§ **Required work**:
From the line holding "Can you find the industrial" to the final line of the entries, set down each line exactly, including both, and nothing more.
*** Begin section ***
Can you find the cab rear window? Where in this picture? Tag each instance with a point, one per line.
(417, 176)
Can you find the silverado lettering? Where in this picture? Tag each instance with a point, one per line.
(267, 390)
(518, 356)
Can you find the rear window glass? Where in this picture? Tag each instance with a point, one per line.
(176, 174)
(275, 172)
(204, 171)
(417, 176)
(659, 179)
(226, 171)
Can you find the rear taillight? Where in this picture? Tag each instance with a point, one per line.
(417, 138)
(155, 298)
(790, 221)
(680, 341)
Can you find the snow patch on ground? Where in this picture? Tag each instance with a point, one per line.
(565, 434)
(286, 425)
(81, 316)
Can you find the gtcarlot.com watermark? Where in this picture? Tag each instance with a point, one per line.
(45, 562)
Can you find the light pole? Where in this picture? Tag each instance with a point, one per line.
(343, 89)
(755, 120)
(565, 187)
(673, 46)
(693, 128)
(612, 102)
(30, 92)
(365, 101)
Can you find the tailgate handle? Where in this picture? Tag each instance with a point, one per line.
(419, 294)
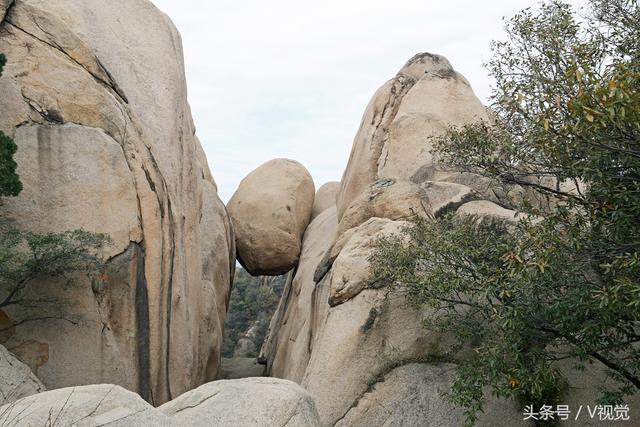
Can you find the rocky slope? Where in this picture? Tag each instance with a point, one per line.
(358, 348)
(242, 403)
(94, 95)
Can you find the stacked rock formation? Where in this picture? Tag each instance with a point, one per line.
(356, 346)
(270, 212)
(94, 95)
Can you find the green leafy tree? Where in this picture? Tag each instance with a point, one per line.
(10, 184)
(27, 256)
(564, 283)
(253, 302)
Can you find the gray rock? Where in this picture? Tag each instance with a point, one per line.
(245, 402)
(94, 405)
(16, 379)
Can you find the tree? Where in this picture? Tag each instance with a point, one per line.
(564, 283)
(10, 184)
(26, 256)
(253, 302)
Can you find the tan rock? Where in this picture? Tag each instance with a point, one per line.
(385, 198)
(486, 209)
(351, 271)
(246, 402)
(413, 394)
(97, 105)
(425, 98)
(270, 212)
(302, 307)
(325, 198)
(16, 379)
(88, 406)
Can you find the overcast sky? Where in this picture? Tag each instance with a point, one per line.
(291, 78)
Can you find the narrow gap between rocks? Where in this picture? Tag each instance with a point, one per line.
(253, 302)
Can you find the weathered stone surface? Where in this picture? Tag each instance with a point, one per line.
(87, 406)
(241, 367)
(385, 198)
(412, 395)
(16, 379)
(97, 105)
(245, 402)
(358, 347)
(486, 209)
(302, 306)
(325, 198)
(426, 97)
(351, 271)
(270, 212)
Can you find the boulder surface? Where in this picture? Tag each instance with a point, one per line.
(16, 379)
(97, 105)
(270, 212)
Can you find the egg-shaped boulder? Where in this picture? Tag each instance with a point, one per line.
(270, 211)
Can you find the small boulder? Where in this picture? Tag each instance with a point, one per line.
(325, 198)
(16, 379)
(270, 212)
(245, 402)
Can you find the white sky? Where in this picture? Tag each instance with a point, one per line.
(291, 78)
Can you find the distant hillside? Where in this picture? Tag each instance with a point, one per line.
(253, 302)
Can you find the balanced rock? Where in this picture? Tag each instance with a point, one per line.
(325, 198)
(270, 212)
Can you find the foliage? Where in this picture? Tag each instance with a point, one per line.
(10, 184)
(253, 302)
(26, 256)
(564, 283)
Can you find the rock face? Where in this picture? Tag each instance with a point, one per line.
(94, 405)
(325, 198)
(426, 97)
(16, 379)
(270, 211)
(358, 347)
(97, 105)
(246, 402)
(251, 402)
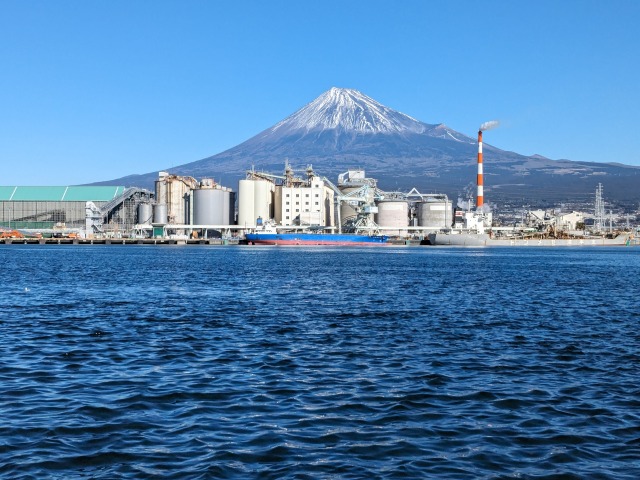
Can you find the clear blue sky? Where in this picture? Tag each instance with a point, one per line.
(94, 90)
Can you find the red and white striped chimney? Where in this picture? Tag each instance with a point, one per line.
(480, 200)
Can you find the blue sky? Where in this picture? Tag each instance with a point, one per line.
(94, 90)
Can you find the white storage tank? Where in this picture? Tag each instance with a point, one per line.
(208, 206)
(145, 214)
(160, 214)
(435, 214)
(393, 213)
(255, 200)
(246, 199)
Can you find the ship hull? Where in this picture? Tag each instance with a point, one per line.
(314, 239)
(484, 240)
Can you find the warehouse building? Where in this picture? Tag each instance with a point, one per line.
(111, 208)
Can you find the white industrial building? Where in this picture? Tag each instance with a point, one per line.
(310, 203)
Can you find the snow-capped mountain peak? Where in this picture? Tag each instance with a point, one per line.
(349, 110)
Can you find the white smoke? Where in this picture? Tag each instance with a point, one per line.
(489, 125)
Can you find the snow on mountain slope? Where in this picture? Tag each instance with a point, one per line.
(350, 111)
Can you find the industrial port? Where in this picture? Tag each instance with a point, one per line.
(183, 210)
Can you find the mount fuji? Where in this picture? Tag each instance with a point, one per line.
(344, 129)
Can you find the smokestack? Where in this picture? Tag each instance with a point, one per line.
(480, 200)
*** End section ***
§ **Result of the task**:
Can you find the industrial port? Where in this picture? Tag each instance with a point, one per line.
(183, 210)
Can you find the mount fuji? Where in this picture? Tag each instance with a point, one per line.
(344, 129)
Can you find the smokestack? Where in this picture? Tag each instance with a point, one per line.
(480, 200)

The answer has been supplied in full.